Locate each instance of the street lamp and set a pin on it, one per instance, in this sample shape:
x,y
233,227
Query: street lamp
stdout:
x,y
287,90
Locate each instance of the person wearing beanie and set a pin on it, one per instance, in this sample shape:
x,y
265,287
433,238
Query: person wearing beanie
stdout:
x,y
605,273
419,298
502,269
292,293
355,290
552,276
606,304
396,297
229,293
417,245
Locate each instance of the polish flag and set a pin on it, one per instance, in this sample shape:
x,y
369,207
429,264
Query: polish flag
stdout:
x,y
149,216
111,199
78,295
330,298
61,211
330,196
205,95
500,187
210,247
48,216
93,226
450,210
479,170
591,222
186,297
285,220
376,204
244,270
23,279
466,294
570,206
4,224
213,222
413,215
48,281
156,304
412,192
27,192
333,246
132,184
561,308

---

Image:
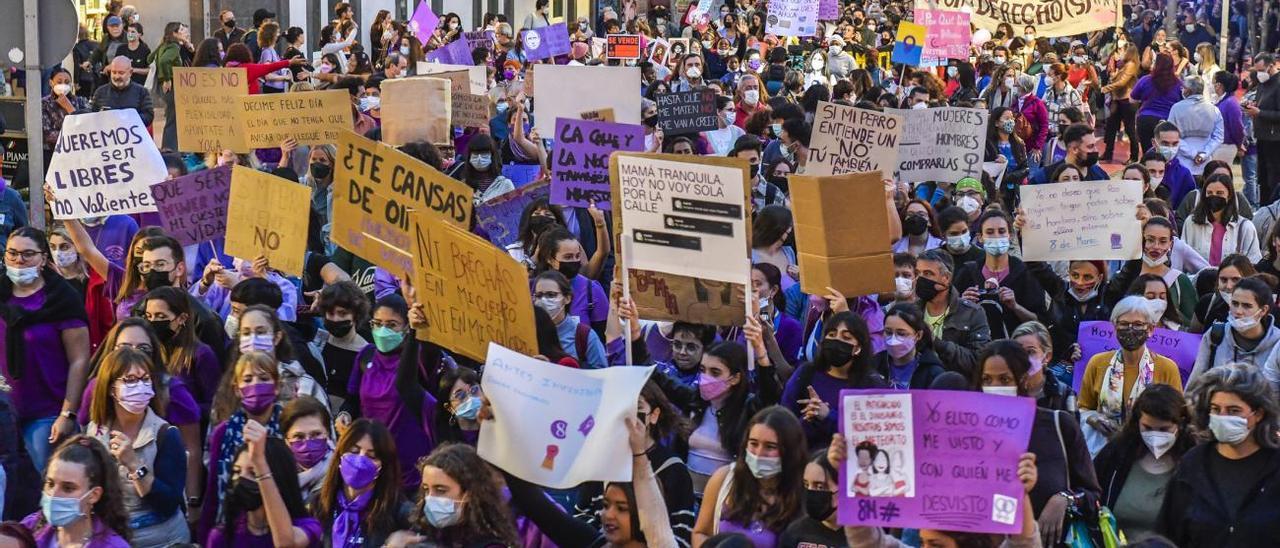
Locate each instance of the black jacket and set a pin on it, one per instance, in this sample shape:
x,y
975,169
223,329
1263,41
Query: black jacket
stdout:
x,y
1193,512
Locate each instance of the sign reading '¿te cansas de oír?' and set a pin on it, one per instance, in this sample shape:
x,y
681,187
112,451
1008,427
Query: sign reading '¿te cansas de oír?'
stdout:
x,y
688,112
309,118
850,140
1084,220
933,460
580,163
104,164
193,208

* _Short exercise_
Please count the lines in the records above that contain the string "polish", and reply with that number only.

* _Exercise response_
2